→ **To do**
How many lines of the data below contain the string "positive"? Case counts. Reply with the number alone.

[Data extracted from a collection]
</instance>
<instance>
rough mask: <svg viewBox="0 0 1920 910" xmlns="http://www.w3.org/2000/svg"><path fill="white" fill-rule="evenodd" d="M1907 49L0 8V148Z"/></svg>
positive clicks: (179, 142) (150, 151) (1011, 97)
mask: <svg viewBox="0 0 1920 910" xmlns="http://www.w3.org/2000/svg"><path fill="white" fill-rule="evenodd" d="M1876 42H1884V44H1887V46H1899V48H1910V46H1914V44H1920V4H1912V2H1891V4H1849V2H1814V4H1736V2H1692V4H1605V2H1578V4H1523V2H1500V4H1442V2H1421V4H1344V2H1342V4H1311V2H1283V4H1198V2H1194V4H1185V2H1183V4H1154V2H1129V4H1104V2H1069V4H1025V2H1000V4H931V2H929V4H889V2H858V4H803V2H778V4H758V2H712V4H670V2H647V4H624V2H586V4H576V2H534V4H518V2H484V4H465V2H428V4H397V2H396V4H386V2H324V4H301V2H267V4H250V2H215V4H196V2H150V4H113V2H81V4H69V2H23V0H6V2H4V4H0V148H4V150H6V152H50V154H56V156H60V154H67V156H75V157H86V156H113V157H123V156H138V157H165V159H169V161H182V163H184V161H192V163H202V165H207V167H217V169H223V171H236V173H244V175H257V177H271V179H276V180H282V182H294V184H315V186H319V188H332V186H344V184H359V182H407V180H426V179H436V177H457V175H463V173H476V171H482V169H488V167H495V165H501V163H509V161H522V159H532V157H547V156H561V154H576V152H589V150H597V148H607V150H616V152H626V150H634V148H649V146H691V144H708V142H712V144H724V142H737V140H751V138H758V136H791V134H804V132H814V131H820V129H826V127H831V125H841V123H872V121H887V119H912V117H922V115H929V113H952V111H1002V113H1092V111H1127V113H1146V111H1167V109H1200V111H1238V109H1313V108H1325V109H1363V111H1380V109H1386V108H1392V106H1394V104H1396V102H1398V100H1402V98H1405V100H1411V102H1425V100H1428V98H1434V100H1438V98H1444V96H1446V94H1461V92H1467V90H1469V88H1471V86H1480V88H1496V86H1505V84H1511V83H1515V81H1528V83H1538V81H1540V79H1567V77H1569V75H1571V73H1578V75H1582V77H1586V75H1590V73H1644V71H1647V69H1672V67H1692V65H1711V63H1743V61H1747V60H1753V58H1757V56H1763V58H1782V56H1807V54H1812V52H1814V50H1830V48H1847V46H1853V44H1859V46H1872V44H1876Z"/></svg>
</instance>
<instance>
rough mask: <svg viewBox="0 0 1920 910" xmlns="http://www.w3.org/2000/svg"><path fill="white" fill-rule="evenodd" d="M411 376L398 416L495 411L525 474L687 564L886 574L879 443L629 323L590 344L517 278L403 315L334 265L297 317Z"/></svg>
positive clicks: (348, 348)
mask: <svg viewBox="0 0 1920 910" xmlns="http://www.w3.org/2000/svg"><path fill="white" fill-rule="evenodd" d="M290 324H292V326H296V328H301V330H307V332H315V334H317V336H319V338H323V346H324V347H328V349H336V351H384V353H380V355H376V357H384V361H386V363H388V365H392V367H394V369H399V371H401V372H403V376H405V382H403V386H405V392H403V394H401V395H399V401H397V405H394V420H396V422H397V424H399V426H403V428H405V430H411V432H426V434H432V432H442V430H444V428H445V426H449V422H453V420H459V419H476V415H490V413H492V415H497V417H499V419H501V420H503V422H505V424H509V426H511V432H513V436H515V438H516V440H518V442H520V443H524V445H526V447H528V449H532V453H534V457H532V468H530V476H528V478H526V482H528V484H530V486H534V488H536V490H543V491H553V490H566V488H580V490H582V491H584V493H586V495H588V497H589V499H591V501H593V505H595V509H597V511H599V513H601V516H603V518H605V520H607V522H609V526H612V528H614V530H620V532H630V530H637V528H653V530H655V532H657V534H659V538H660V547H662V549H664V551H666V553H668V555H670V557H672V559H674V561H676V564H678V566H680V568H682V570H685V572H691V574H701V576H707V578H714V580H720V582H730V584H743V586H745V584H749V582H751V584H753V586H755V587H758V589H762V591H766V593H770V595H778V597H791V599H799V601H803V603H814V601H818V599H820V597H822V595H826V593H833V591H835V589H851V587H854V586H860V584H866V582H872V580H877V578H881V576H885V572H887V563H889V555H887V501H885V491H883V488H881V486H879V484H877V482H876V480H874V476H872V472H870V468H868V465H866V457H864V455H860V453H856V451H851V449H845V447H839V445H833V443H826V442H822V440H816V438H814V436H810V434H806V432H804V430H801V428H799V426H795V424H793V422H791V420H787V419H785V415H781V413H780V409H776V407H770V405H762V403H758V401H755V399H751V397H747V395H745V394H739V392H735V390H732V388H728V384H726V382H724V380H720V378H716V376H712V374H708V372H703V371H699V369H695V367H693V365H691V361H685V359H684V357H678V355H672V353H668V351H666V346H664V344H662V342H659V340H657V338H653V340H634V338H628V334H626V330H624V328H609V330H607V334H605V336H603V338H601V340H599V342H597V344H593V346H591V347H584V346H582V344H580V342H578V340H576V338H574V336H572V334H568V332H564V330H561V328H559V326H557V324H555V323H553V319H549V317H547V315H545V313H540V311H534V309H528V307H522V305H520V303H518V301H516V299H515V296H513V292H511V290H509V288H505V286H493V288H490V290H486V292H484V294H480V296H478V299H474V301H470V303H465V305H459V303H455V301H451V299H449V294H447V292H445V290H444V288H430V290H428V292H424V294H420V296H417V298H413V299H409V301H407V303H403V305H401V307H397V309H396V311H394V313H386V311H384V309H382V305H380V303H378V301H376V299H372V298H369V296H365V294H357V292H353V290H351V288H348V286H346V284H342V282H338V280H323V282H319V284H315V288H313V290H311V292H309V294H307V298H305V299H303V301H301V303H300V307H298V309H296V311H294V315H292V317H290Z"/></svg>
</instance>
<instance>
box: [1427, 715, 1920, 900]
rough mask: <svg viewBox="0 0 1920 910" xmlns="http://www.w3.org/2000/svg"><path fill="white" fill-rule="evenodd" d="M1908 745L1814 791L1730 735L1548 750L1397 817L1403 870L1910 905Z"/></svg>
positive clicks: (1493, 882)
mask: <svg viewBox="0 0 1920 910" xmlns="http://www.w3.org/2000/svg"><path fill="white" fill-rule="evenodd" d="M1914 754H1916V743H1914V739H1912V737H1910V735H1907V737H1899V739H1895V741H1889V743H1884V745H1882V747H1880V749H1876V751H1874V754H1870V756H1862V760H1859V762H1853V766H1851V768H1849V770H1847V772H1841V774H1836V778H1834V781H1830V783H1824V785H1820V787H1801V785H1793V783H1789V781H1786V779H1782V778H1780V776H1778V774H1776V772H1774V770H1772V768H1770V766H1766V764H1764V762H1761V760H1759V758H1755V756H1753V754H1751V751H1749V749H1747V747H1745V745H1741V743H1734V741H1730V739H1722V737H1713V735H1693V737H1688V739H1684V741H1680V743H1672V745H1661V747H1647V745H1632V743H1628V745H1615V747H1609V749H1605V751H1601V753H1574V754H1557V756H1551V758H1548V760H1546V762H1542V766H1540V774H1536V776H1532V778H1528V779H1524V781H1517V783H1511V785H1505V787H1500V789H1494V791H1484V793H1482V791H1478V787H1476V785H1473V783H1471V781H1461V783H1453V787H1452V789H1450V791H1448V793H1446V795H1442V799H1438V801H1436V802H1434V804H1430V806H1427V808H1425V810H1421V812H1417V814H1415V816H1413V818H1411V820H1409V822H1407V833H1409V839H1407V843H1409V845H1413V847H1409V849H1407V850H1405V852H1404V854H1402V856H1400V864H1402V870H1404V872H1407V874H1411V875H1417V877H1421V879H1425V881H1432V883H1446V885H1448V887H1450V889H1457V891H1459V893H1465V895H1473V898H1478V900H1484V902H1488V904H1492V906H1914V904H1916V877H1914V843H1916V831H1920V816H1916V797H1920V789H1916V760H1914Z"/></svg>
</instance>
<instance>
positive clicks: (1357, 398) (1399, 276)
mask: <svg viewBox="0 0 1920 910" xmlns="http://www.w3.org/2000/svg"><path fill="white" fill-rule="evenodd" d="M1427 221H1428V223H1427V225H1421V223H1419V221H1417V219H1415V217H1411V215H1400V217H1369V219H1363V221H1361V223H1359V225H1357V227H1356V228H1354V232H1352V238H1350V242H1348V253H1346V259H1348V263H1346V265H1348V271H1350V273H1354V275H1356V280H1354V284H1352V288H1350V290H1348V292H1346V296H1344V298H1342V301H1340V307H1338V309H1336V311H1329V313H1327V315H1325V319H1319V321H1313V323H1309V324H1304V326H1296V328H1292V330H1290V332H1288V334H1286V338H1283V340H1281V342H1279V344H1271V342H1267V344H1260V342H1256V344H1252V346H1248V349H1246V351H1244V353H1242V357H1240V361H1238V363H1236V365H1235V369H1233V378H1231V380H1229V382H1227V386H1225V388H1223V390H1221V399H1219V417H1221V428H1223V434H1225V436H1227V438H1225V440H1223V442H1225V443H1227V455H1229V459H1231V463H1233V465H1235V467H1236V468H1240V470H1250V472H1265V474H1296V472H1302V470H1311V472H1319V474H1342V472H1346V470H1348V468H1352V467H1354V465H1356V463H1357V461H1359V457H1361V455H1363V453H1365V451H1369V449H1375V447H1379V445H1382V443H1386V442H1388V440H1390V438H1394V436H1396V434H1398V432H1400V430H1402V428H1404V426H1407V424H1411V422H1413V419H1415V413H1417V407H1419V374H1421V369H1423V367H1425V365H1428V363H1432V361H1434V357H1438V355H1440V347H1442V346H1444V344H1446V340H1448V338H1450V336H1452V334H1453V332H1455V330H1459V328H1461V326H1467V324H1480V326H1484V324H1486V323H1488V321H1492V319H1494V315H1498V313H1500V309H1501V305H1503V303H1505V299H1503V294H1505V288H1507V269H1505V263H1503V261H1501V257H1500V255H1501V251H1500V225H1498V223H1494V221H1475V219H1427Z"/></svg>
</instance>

→ **Solution to this task**
4